GIVEN RECORDS >>
— start —

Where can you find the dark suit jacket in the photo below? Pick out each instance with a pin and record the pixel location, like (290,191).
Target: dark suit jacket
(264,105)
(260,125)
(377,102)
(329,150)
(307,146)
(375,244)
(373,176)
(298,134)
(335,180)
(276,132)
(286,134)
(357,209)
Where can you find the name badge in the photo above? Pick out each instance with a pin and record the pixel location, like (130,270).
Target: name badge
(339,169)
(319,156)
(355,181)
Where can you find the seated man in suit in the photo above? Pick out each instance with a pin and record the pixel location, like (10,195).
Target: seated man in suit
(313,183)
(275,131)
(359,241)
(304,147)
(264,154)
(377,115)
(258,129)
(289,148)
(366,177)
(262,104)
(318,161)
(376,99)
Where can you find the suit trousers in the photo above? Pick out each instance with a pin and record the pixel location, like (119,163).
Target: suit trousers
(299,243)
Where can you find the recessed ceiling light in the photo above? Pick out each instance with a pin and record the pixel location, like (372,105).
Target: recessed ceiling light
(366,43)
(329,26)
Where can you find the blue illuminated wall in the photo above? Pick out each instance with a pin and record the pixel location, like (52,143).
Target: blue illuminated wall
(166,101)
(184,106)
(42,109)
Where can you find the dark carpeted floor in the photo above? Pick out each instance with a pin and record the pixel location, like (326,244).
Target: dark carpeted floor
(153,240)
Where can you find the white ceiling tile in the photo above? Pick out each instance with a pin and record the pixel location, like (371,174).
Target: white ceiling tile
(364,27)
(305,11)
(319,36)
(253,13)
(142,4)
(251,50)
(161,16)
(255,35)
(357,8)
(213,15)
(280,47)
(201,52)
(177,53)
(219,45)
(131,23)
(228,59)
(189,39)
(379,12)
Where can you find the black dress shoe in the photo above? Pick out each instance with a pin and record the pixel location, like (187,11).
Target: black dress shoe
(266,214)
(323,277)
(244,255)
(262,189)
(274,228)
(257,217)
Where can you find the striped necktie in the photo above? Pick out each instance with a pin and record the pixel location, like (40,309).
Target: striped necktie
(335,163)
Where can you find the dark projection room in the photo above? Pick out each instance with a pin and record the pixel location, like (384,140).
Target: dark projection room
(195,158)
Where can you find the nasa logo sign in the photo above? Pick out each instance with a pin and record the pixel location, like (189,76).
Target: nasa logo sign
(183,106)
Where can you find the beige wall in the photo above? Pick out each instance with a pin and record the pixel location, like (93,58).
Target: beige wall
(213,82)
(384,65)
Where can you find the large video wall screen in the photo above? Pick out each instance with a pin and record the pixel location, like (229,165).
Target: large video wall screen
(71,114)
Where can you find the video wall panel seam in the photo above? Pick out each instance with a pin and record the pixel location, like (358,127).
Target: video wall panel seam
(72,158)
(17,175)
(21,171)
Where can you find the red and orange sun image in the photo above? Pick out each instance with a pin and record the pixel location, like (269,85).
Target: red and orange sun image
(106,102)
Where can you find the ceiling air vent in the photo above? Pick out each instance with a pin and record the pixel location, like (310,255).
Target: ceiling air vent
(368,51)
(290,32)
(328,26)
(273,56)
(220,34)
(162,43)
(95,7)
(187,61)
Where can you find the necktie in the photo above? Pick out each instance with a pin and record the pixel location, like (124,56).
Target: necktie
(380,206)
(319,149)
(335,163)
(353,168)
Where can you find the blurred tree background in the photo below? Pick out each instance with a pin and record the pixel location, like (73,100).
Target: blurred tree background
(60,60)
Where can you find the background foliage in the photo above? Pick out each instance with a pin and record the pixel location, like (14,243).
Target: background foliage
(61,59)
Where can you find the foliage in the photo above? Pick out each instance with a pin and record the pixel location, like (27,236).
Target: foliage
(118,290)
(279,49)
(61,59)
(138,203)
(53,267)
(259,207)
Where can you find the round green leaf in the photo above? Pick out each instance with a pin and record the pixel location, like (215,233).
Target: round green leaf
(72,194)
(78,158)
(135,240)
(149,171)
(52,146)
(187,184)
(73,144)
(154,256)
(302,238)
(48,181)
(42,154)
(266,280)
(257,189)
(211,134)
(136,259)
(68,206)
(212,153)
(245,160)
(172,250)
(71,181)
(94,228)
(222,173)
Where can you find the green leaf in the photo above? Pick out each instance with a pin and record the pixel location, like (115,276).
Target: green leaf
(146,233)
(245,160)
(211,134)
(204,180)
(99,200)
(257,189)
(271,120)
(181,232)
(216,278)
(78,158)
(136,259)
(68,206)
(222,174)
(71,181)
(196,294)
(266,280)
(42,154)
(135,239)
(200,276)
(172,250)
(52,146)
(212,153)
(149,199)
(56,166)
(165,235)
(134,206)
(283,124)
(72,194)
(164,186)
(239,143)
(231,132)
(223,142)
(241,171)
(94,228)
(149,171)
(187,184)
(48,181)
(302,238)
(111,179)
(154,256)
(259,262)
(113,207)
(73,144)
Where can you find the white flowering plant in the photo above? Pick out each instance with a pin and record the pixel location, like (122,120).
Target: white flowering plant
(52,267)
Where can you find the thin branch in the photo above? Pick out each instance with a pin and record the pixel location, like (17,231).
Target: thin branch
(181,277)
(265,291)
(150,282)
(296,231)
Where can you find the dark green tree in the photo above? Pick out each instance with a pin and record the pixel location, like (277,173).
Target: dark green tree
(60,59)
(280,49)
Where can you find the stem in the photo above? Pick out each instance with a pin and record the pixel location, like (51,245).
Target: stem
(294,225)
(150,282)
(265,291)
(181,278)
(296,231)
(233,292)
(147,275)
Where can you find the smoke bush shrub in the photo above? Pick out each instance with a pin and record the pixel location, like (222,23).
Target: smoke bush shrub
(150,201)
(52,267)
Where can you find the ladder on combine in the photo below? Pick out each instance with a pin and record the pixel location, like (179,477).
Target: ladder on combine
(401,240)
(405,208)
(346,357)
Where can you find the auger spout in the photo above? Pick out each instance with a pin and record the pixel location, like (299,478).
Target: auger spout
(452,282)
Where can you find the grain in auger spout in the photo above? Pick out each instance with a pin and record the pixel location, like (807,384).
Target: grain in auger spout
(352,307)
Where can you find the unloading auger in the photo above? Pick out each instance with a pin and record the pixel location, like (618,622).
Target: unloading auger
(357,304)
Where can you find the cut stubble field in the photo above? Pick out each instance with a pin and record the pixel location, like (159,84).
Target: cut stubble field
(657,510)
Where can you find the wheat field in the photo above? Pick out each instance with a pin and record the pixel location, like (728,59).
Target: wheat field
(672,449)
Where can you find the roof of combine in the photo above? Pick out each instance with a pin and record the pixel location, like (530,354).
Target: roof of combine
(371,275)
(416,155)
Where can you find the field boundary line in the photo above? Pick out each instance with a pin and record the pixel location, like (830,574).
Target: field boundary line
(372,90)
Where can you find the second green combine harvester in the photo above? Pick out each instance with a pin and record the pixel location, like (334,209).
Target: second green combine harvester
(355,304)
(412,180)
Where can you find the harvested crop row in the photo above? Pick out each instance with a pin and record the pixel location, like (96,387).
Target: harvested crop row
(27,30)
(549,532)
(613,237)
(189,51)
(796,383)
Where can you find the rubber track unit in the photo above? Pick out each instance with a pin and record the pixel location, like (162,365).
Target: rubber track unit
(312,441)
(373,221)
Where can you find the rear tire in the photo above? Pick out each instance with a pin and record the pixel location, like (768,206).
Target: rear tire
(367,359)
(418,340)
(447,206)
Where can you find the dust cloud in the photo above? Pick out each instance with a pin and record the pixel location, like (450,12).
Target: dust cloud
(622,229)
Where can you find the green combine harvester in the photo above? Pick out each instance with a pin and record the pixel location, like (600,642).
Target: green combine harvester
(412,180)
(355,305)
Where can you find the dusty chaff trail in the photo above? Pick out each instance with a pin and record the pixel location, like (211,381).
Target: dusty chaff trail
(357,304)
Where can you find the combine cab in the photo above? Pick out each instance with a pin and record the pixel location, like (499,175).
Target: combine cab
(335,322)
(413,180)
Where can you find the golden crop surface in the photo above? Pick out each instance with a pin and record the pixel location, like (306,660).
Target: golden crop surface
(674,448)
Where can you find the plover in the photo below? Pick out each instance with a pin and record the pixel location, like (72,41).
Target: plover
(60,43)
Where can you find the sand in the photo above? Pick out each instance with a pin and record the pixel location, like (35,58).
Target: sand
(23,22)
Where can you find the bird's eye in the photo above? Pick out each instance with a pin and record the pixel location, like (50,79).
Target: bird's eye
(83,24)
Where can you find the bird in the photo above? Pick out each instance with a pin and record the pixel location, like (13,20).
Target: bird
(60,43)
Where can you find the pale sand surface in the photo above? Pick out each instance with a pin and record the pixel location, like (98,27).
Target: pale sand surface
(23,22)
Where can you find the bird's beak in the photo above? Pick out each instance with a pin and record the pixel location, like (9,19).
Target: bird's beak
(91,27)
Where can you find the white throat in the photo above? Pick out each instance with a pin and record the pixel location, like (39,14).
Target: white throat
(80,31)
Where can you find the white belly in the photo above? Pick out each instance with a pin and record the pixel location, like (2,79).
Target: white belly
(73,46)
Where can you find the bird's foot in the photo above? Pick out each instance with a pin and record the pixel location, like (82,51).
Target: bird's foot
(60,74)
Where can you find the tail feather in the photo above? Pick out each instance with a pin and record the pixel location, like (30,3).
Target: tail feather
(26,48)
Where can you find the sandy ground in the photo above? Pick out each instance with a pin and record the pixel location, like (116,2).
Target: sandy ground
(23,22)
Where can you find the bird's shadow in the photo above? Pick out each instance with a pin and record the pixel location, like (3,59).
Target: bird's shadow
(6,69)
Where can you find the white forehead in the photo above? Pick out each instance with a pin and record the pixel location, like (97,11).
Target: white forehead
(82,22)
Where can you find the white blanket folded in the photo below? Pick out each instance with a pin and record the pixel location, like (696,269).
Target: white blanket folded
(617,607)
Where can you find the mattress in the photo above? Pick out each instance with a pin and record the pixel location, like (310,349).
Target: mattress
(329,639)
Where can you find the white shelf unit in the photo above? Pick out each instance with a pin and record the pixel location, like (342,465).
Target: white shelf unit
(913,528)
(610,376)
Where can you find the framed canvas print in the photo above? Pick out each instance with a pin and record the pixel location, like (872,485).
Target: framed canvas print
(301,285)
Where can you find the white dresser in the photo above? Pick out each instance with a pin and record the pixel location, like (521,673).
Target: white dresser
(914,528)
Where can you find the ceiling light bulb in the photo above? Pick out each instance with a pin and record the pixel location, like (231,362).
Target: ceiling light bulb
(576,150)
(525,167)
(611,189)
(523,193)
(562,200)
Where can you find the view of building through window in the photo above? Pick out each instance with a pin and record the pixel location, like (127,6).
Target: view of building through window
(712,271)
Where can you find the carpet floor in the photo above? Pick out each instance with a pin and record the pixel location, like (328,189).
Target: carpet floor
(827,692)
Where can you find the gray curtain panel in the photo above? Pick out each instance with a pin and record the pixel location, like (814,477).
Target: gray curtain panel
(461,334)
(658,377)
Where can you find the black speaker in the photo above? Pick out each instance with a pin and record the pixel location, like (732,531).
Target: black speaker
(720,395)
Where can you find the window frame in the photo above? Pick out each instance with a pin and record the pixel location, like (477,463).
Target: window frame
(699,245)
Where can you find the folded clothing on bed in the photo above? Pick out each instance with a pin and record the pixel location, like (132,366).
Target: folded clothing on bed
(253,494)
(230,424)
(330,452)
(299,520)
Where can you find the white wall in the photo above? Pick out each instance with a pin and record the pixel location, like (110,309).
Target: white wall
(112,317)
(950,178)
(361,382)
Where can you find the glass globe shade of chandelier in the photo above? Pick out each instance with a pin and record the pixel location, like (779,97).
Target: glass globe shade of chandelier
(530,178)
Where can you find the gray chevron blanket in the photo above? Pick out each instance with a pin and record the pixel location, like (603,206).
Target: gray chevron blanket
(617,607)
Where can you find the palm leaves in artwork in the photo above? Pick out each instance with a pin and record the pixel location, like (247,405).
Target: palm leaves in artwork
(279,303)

— end —

WHAT IS REQUIRED >> Switch "blanket" to "throw" in the stretch from the line containing "Where can you find the gray chevron" through the end of the material, then write out that stretch again with nothing else changed.

EXPECTED ANSWER >>
Where can you find the gray chevron throw in the photo above? Pick out each instance with a pin and record the pixel location, like (603,206).
Target: gray chevron throw
(617,607)
Where can you find the palm leaves in artwork in the photo above? Pick out each instance with a pin and record the pixel location, like (247,405).
Target: palm leaves in artwork
(279,303)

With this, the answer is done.